## Begin

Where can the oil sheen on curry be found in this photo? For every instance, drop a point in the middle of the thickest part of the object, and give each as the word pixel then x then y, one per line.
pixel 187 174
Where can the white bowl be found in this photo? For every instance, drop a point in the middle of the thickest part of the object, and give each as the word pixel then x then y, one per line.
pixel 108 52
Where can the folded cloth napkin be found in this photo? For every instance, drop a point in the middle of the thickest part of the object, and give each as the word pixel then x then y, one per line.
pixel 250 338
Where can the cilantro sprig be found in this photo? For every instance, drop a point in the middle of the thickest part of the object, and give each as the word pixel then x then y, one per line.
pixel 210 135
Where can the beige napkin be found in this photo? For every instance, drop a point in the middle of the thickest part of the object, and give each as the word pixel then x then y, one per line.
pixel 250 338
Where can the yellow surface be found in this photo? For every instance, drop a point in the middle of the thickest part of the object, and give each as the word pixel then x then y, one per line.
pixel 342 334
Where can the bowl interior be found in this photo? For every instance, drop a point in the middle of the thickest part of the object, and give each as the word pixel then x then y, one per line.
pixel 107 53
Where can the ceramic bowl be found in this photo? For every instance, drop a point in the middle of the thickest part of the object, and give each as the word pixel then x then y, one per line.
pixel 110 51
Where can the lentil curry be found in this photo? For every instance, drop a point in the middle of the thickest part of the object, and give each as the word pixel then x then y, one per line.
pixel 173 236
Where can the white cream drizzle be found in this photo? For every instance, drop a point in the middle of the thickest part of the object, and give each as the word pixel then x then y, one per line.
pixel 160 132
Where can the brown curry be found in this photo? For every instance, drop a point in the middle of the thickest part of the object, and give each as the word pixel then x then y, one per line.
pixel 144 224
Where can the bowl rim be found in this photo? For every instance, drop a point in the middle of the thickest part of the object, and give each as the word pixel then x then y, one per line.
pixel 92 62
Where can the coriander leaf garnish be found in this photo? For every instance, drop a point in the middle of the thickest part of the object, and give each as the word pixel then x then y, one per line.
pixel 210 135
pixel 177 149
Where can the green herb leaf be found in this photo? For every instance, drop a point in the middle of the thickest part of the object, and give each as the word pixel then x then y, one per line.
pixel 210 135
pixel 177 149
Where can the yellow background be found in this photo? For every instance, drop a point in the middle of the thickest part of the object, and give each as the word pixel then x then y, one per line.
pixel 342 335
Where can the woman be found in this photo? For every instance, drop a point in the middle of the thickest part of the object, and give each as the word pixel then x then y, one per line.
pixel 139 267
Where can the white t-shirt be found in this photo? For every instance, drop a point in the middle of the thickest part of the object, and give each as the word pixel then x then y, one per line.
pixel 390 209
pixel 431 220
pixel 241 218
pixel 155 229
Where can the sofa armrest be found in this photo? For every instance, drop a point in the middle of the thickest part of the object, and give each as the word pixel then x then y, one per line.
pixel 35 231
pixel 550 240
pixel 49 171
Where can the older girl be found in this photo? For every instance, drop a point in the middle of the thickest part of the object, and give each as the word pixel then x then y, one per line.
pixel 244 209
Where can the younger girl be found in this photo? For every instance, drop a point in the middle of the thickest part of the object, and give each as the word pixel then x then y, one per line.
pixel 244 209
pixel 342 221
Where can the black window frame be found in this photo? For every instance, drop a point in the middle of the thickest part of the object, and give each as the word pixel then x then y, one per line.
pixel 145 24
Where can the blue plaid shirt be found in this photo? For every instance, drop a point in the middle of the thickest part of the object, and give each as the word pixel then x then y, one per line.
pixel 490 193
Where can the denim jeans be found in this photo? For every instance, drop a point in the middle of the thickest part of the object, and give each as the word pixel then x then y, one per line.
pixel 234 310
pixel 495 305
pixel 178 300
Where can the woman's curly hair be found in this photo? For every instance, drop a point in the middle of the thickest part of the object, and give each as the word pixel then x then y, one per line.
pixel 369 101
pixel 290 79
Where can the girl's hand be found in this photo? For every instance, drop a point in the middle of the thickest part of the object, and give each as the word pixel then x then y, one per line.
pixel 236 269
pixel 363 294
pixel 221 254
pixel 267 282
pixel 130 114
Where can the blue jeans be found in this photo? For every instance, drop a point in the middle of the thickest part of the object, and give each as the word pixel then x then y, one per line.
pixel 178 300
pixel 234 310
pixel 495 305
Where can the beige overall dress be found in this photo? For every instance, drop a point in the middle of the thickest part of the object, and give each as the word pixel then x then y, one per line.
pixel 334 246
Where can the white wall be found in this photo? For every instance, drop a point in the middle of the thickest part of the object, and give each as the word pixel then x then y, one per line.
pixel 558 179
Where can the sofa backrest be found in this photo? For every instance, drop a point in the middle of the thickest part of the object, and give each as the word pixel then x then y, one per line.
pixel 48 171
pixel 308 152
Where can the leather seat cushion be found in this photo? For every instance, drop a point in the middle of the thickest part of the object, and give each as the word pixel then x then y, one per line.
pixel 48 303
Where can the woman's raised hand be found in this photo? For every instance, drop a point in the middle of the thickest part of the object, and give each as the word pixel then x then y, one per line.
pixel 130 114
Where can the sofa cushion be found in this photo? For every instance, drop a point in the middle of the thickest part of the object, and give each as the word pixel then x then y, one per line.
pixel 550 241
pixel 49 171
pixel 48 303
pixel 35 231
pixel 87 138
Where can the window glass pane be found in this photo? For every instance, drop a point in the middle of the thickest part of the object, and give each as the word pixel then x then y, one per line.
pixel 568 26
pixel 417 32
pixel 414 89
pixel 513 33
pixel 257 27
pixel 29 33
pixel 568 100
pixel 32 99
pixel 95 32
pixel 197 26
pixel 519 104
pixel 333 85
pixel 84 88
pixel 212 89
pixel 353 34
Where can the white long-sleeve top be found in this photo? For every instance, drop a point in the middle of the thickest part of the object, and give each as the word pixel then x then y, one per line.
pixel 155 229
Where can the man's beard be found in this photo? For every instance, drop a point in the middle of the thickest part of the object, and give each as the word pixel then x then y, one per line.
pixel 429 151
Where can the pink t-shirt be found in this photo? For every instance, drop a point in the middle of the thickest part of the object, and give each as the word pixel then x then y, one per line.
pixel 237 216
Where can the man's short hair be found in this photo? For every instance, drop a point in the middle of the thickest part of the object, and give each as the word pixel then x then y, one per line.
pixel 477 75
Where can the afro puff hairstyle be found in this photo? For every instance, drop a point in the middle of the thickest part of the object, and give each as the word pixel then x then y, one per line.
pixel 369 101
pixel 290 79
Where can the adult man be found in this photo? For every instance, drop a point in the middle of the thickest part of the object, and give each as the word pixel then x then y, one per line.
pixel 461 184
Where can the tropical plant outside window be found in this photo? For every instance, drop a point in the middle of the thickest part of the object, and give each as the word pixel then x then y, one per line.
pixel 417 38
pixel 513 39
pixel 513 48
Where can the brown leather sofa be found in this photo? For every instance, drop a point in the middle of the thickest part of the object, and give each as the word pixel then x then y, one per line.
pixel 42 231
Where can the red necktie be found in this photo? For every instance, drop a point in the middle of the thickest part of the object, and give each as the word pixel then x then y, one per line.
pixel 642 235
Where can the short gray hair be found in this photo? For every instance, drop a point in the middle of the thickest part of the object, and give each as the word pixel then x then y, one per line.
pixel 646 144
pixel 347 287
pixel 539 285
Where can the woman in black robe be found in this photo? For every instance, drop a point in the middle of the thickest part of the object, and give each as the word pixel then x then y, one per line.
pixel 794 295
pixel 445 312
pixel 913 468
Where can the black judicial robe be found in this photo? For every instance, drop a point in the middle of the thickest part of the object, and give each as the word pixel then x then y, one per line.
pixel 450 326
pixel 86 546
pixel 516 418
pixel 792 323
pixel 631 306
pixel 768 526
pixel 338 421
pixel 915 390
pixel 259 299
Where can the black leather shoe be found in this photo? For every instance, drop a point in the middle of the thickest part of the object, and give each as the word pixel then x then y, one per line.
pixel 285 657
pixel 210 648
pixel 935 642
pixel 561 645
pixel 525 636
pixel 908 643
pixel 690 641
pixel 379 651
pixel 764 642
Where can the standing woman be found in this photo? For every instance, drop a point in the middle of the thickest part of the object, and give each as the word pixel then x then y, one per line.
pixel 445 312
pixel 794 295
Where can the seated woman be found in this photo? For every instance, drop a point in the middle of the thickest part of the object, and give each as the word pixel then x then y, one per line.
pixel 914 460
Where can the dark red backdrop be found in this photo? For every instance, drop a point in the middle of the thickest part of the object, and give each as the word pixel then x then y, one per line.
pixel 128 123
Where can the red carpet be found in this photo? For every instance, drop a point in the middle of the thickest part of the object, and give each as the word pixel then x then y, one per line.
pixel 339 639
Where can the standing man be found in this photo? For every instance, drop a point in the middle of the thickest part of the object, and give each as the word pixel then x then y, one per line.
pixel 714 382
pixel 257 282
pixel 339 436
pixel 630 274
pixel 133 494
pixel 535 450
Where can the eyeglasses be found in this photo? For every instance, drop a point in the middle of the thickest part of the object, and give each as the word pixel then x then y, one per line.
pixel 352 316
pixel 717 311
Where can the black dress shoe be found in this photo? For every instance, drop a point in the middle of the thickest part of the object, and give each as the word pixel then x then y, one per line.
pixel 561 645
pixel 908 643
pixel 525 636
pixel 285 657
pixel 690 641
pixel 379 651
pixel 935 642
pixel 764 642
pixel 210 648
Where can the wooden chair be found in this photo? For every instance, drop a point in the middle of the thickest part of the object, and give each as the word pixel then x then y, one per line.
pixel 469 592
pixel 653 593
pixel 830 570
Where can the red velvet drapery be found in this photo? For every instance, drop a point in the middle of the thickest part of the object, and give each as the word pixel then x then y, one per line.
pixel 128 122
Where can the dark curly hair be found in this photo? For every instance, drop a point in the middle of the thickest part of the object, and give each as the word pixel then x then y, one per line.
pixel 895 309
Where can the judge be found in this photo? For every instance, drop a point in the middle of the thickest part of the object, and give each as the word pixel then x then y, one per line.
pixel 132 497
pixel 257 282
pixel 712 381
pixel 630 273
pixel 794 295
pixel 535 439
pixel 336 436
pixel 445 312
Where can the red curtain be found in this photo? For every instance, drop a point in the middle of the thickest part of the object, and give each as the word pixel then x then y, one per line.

## End

● Set exercise: Output the material from its start through the line containing "pixel 108 52" as a two-column CSV with the headers text and answer. Give one row for each piece of text paired with the answer that follows it, put every field in double quotes, and replace any line breaks with spaces.

● Problem solution:
text,answer
"Where can the oil sheen on curry be found in this photo? For every instance, drop a point in the middle of the thickest part of the object, and give each as the word pixel then x then y, one per line.","pixel 187 174"
"Where can the white bowl be found in this photo? For every instance, drop a point in the middle of the thickest part of the object, and give each as the word pixel then x then y, one per line.","pixel 108 52"